↓↓↓

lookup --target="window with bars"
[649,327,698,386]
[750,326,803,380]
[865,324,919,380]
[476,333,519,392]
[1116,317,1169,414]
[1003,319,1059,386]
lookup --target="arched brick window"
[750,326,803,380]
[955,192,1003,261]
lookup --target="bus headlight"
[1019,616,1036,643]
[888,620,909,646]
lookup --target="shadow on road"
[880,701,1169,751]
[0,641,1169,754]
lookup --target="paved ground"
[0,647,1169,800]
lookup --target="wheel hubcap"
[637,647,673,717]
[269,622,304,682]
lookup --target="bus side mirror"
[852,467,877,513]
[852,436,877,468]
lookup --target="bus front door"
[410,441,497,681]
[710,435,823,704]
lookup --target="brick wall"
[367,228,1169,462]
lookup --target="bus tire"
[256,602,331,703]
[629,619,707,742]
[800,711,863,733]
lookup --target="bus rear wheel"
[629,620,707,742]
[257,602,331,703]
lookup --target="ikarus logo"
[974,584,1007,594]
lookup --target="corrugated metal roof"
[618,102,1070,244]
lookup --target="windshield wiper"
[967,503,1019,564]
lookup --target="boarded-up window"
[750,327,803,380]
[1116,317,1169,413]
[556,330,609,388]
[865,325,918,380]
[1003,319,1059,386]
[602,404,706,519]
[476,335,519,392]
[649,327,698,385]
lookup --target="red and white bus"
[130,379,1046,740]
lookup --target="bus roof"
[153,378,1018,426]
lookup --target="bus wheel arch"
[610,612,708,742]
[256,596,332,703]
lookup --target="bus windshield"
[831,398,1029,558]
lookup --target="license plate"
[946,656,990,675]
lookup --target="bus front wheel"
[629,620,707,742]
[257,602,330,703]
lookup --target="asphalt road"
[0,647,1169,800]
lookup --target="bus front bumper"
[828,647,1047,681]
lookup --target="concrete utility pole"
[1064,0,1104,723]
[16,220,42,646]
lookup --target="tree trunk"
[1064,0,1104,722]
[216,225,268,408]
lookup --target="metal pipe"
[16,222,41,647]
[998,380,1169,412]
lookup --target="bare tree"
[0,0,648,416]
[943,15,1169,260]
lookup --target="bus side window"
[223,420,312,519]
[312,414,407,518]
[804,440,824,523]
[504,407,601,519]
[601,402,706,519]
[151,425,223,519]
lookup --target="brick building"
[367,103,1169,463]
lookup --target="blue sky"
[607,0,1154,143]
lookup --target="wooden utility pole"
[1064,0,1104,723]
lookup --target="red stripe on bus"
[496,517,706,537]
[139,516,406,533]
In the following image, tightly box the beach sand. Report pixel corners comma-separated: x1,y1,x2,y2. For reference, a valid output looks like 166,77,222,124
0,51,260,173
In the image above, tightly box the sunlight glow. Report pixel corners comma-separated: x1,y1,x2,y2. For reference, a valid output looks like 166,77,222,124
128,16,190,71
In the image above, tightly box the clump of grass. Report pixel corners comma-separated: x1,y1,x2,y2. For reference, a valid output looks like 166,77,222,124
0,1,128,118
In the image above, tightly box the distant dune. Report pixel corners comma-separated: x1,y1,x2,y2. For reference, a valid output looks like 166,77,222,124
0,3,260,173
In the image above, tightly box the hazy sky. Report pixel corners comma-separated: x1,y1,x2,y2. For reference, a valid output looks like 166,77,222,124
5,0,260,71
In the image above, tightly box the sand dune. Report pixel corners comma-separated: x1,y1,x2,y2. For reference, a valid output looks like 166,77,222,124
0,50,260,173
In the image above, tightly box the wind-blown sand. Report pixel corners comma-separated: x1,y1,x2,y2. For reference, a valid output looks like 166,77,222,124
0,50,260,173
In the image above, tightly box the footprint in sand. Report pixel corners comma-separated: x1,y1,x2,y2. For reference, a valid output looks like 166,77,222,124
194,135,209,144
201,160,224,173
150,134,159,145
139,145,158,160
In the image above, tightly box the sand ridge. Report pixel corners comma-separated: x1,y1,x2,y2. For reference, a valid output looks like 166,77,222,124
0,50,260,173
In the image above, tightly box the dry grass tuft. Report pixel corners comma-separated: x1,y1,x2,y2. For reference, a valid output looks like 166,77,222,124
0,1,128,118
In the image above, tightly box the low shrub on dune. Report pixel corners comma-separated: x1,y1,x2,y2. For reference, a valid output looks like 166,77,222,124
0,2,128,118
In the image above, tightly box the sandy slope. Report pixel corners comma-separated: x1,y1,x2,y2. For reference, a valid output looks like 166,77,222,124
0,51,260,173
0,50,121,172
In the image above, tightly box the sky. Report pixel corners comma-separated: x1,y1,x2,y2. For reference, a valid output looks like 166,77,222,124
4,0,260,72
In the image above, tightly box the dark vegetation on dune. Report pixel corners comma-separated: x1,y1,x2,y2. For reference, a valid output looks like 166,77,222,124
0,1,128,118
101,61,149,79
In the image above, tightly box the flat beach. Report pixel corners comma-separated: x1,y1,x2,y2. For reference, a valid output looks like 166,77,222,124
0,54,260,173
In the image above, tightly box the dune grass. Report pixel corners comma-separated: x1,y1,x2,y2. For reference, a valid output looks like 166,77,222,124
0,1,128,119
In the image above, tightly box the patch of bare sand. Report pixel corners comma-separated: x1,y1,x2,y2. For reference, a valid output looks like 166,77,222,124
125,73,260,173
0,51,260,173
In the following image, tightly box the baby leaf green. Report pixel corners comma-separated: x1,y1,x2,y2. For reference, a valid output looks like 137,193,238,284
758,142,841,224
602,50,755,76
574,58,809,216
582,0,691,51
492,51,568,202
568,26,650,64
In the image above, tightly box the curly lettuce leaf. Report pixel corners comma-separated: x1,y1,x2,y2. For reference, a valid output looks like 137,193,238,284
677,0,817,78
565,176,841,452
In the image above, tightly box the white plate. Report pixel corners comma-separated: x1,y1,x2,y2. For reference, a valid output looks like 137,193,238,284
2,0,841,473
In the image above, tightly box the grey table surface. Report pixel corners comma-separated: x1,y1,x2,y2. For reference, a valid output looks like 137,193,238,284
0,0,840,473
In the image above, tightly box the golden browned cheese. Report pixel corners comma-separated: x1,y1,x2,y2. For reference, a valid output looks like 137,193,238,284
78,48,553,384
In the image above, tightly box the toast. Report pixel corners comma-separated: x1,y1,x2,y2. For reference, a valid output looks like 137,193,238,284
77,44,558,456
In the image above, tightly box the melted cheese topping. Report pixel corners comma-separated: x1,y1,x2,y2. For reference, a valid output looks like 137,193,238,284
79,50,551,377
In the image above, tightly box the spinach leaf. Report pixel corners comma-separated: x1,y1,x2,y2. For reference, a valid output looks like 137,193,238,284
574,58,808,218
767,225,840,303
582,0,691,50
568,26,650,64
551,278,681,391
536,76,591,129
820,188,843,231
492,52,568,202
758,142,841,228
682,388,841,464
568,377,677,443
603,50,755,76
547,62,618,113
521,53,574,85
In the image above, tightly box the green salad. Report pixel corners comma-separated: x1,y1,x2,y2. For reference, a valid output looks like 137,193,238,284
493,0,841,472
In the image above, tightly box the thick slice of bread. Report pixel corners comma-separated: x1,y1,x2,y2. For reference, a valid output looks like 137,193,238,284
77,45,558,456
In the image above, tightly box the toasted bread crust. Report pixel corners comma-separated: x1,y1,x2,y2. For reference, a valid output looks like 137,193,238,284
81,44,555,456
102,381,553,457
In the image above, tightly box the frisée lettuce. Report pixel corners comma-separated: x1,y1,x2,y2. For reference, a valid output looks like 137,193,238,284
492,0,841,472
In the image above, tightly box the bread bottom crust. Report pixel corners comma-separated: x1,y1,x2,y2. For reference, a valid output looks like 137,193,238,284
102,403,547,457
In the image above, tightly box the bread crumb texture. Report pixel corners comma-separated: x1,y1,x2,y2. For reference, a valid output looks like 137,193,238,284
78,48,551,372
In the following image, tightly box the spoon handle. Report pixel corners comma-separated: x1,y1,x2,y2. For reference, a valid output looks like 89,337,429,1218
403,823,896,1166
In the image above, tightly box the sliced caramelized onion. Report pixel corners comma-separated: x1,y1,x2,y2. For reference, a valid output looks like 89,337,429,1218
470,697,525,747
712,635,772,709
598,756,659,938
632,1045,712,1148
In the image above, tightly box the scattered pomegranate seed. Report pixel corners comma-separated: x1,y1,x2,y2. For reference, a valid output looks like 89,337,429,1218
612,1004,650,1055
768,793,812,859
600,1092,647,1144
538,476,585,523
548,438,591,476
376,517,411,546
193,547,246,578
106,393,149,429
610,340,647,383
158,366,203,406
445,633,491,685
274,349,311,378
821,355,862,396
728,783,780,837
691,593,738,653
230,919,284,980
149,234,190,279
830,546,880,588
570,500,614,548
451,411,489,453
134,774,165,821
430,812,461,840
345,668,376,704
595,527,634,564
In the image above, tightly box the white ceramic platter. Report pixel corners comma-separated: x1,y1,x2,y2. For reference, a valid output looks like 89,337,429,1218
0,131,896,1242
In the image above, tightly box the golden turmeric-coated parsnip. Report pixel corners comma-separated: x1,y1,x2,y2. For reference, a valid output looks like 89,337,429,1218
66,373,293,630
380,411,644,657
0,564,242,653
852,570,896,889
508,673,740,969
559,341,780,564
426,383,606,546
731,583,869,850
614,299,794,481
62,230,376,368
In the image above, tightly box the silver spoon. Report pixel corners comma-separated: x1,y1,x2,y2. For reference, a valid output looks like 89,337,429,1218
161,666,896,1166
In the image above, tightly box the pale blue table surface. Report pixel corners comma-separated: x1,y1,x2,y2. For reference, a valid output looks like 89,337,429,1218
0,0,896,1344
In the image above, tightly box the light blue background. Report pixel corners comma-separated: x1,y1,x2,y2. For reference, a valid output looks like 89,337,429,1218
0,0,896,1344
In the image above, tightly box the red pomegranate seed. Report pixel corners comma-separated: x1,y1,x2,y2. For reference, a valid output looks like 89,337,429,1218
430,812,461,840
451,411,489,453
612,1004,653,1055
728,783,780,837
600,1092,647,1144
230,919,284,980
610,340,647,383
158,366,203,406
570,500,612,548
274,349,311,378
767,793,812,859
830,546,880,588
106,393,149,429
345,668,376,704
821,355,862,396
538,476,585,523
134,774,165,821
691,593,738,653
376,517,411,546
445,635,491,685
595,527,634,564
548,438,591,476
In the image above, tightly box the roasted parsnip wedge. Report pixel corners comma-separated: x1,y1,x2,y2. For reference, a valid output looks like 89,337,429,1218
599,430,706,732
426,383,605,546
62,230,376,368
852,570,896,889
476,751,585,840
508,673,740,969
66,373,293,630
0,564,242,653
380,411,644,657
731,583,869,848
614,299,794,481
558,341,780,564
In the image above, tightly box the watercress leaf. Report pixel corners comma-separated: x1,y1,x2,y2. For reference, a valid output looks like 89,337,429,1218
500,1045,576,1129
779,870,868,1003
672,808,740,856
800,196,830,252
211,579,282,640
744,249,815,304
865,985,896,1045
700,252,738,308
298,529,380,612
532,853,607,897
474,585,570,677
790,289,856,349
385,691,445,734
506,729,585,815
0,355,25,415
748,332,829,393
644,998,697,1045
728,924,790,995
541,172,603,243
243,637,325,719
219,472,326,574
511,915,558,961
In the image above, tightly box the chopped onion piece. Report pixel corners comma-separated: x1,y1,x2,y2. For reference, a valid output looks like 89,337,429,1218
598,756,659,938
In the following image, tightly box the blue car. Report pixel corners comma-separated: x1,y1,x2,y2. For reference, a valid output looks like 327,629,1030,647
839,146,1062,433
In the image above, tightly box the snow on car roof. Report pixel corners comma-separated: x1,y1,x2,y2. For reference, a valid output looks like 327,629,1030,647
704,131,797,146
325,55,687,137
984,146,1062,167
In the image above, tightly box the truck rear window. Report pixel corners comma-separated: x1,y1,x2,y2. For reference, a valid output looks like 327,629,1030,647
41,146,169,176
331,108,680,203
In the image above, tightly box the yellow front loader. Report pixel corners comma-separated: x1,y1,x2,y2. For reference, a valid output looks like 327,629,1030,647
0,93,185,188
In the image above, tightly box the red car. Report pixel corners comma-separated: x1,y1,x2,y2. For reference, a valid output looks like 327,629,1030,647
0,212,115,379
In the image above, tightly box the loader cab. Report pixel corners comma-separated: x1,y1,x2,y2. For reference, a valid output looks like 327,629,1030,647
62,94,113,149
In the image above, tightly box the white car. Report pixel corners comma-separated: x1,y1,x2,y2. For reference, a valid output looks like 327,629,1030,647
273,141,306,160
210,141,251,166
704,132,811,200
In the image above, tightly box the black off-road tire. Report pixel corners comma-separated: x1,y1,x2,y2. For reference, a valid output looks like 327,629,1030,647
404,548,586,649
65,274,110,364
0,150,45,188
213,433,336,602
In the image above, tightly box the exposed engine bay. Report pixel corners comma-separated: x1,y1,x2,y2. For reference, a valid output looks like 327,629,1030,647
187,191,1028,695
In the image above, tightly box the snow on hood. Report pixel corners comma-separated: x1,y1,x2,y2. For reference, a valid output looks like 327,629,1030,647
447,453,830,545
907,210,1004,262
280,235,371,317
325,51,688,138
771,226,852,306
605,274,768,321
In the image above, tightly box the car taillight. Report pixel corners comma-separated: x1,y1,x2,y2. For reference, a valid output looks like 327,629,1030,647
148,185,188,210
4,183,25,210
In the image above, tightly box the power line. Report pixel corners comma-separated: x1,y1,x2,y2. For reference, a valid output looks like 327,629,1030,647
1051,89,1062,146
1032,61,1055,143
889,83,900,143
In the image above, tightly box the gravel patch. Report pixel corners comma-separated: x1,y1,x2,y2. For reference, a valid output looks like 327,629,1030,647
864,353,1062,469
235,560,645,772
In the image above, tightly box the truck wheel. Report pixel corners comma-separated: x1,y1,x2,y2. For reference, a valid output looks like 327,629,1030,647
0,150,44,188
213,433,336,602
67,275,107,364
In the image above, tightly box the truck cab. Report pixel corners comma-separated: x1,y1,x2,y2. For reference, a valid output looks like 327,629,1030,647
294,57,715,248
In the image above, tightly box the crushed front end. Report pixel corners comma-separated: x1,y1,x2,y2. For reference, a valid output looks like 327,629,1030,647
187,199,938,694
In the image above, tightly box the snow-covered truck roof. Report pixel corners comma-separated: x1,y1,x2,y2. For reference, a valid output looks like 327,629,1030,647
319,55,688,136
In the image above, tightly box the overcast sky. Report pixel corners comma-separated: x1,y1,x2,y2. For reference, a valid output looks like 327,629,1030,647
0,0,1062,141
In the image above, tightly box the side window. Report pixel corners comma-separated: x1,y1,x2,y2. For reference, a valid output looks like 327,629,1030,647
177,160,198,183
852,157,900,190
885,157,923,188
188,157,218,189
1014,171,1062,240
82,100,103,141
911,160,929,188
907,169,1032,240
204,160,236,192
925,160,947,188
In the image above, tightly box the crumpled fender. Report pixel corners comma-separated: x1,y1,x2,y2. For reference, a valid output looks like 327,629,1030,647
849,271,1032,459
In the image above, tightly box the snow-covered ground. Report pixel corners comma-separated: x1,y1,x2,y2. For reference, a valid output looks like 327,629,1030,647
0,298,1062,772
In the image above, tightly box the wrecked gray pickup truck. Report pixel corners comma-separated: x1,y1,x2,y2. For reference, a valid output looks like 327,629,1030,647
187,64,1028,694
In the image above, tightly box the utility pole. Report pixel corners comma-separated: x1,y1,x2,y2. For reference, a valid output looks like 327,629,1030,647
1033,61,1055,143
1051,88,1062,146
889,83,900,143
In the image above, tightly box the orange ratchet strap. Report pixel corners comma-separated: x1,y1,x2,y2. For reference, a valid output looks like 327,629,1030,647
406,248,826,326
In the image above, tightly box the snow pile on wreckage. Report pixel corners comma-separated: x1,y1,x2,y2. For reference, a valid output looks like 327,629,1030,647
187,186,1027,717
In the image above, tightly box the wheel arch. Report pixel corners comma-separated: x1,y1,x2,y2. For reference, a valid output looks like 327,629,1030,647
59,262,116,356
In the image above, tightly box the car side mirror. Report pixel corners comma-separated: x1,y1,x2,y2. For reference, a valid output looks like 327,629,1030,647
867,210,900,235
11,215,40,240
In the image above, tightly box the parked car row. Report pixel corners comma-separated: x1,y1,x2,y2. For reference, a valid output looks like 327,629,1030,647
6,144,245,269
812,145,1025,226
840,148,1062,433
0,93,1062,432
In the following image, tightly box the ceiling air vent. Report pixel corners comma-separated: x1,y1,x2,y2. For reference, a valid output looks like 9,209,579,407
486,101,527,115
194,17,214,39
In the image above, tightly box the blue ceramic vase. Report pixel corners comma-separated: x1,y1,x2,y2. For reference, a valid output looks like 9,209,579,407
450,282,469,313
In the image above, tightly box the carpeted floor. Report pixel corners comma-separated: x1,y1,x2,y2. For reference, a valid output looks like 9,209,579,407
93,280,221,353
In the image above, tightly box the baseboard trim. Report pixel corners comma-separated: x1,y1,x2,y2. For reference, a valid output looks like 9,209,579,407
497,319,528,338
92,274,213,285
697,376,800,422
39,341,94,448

↑↑↑

Bisakah Anda menyalin ulang baris-baris materi di atas tanpa perubahan sedikit pun, mulai dari baris yang memuat "In the image above, tightly box the curly" sampai baris yang memuat "102,381,553,457", termasuk kedua baris itu?

[JAWABAN LATIHAN]
In the image above, tightly box the curly lettuce leaf. Report pixel corners comma-separated: x1,y1,x2,y2. For reference, a valid output looks like 137,193,238,284
677,0,817,78
565,176,841,452
In the image above, tightly box the white plate. Report pixel corners comma-separated: x1,y1,x2,y2. For reference, a valid output looks like 137,193,238,284
2,0,841,473
In the image above, tightly box the grey table surface. Report pixel corners comma-separated: x1,y1,x2,y2. For reference, a valid output looks like 137,193,238,284
0,0,840,473
In the image above, tightly box the golden browned cheese. Report pixel corners comma-separated: x1,y1,x2,y2. For reference, a valid output looks like 137,193,238,284
78,48,553,384
In the image above, tightly box the toast. Report pixel corners comma-separated: x1,y1,x2,y2. For reference, a valid output looks like 137,193,238,284
77,44,558,456
In the image above, tightly box the melted cheese topping. Report pixel corners comma-separated: x1,y1,x2,y2. For reference, a valid output looks like 137,193,238,284
79,50,551,377
In the image above, tightly box the spinach leaf. Report pixel corners comma-separated: x1,y1,x2,y2. For reference, a valid output looks like 137,193,238,284
574,58,808,218
767,225,840,303
582,0,691,50
568,26,650,64
551,278,681,391
536,76,591,129
820,188,843,231
492,52,568,202
758,142,841,228
682,388,841,464
568,377,677,443
603,50,755,76
547,62,618,113
521,53,574,85
In the image above, tightly box the green salad. Report pixel corners comma-separated: x1,y1,x2,y2. For reference, a valid output looks like 137,193,238,284
493,0,841,472
In the image above, tightly box the thick slice of bread. Report pixel corners comma-separated: x1,y1,x2,y2. For reference, a valid output looks like 137,193,238,284
77,45,558,456
In the image above, tightly box the toasted bread crust. Report pixel corners comma-separated: x1,y1,x2,y2. For reference, a valid output looks like 137,193,238,284
81,44,555,456
102,381,553,457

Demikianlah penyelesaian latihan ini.